### [AIM OF THE EXERCISE]
In the stretch from the line containing "Q: Point out the whole" through the line containing "[601,893,736,1039]", change "metal spoon" to "silver spoon" and write out those lines again with everything else unchanged.

### [STORED ROWS]

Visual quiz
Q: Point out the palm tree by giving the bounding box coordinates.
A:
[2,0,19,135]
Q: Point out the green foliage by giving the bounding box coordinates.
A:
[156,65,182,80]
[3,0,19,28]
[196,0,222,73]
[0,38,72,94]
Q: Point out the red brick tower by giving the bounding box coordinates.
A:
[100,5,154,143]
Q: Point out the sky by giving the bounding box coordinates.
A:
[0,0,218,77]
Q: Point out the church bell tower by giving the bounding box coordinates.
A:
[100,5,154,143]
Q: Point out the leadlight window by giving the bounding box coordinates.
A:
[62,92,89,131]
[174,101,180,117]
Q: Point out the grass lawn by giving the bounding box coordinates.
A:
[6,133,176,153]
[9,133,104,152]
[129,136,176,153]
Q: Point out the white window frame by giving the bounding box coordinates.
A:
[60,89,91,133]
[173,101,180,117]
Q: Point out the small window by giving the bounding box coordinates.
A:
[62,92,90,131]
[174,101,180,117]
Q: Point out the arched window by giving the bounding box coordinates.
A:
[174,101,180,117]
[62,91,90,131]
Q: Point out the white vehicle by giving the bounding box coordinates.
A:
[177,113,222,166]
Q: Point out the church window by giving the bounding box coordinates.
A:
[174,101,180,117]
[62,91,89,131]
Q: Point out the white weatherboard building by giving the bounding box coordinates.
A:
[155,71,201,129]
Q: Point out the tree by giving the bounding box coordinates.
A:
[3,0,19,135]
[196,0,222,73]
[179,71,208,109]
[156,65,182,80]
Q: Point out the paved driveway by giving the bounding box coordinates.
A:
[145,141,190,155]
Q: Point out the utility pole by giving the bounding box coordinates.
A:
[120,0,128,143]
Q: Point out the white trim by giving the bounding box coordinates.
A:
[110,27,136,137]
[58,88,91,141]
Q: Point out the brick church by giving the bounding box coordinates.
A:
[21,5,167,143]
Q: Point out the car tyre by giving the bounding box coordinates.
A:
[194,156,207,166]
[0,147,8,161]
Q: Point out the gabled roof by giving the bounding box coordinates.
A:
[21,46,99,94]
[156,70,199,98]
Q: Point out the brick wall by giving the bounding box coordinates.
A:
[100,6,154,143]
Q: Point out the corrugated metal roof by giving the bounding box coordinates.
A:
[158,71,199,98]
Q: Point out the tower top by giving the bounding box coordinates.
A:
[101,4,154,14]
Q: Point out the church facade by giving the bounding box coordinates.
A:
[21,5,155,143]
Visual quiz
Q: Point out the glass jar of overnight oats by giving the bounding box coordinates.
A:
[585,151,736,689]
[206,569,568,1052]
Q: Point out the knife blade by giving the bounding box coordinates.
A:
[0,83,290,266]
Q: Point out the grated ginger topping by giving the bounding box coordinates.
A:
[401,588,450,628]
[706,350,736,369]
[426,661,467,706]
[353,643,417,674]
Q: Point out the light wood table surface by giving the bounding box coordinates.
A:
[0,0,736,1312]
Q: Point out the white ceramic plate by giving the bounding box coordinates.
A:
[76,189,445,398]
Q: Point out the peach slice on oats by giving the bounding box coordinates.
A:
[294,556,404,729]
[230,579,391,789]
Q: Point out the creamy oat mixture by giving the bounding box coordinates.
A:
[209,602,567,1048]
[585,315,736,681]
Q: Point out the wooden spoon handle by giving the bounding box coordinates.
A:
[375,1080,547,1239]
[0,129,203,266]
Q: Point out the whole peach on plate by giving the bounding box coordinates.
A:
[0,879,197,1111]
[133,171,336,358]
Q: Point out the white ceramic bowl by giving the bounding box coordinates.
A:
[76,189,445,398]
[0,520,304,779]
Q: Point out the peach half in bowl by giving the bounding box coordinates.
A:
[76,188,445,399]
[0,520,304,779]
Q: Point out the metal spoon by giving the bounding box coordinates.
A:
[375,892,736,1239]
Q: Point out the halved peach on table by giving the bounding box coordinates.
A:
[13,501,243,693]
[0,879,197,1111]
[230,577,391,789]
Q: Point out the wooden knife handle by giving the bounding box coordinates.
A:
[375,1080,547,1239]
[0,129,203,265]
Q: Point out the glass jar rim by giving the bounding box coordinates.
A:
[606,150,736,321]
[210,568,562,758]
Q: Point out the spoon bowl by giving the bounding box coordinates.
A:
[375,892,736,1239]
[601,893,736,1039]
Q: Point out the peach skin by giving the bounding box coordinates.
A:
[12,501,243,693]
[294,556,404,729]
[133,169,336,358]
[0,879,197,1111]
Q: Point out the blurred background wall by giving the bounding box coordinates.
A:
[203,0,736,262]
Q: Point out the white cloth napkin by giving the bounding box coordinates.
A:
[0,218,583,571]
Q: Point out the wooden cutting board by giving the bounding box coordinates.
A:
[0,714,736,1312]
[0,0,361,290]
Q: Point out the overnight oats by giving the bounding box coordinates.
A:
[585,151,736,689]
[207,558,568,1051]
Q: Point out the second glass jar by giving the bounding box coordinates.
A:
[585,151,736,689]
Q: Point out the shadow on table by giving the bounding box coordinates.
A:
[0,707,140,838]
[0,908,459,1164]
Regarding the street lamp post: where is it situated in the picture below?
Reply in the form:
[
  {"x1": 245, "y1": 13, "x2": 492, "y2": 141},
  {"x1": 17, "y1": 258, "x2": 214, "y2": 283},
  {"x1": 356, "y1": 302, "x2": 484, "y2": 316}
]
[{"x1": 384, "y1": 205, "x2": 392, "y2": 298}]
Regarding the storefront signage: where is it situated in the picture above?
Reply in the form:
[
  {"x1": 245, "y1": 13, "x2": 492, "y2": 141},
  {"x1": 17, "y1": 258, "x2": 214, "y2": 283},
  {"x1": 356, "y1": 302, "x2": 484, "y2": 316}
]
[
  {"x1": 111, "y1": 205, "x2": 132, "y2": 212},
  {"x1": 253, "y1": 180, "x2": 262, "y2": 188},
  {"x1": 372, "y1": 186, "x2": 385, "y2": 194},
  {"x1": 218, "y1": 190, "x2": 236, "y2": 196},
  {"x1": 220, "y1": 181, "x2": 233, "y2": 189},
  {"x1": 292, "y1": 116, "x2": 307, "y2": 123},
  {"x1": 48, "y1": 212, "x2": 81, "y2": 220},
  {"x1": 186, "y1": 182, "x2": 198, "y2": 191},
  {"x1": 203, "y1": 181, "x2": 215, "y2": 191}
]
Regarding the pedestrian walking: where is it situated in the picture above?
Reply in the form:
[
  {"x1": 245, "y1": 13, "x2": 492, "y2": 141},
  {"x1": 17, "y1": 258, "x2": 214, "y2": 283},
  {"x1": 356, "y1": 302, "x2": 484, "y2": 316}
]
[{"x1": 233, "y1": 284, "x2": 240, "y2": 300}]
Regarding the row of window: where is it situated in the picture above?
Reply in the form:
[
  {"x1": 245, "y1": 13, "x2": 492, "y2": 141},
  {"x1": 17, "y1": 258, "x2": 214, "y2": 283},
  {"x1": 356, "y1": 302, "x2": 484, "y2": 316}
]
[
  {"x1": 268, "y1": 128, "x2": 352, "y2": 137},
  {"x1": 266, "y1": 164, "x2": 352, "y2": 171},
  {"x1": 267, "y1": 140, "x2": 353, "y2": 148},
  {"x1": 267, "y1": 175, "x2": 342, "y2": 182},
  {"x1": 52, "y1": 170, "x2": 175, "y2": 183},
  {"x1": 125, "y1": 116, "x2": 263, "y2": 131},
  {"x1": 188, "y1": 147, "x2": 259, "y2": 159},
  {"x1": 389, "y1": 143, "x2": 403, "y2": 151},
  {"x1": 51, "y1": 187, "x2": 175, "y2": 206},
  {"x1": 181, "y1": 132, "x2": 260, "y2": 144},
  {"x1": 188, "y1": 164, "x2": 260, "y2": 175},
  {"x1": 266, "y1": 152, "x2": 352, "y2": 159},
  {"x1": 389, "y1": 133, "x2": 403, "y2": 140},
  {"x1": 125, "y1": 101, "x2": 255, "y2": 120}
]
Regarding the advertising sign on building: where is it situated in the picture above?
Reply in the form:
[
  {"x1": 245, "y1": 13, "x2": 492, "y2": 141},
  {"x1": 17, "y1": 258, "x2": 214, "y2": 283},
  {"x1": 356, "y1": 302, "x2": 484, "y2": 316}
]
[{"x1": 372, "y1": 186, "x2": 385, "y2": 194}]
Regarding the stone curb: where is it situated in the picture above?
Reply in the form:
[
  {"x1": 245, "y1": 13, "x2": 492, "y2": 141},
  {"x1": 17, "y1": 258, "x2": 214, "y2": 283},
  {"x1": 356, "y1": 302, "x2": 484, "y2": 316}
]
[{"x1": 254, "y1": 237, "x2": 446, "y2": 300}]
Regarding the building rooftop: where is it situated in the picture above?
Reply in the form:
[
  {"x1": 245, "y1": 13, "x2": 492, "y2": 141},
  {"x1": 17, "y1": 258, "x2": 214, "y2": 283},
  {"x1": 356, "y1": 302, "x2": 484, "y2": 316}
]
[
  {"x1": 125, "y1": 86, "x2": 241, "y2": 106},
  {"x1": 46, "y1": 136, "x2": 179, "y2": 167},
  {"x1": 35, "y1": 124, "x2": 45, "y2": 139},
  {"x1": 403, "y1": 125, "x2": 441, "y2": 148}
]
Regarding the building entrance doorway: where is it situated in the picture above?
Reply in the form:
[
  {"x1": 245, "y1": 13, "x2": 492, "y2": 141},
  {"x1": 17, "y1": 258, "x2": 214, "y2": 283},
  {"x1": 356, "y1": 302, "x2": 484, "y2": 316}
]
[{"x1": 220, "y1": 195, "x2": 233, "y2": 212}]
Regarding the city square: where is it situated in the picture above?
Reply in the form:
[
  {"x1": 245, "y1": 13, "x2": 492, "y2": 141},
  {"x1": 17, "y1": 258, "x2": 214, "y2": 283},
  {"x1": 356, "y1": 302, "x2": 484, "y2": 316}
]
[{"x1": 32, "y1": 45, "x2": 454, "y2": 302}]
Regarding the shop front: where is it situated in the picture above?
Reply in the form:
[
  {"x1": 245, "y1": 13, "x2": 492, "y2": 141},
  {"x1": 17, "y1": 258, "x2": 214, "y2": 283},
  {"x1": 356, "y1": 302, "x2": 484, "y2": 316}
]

### [WRITTEN ANSWER]
Q: Point out the whole peach on plate by giving the bounding box coordinates.
A:
[0,879,197,1111]
[133,171,336,358]
Q: Point out the white ceramic bowl by giving the bounding box coordinates.
A:
[76,189,445,398]
[0,520,304,779]
Q: Point out the peach half in bowl by giving the bounding box coordinates.
A:
[76,188,445,399]
[0,520,304,779]
Q: Point out the silver spoon by giving the bounding box coordinates.
A:
[375,892,736,1239]
Q: Point out the halved peach on table by giving the bounding box coordinates.
A:
[13,501,243,693]
[0,879,197,1111]
[230,577,391,789]
Q: Point out the wooden knife handle by giving the bounding box coordinates.
A:
[375,1080,547,1239]
[0,129,203,265]
Q: Point out the glass jar rim by giving the bounding box coordinates.
A:
[606,150,736,321]
[210,568,562,758]
Q: Point out the spoon bowl by giving the bounding box coordinates.
A:
[375,892,736,1239]
[601,893,736,1039]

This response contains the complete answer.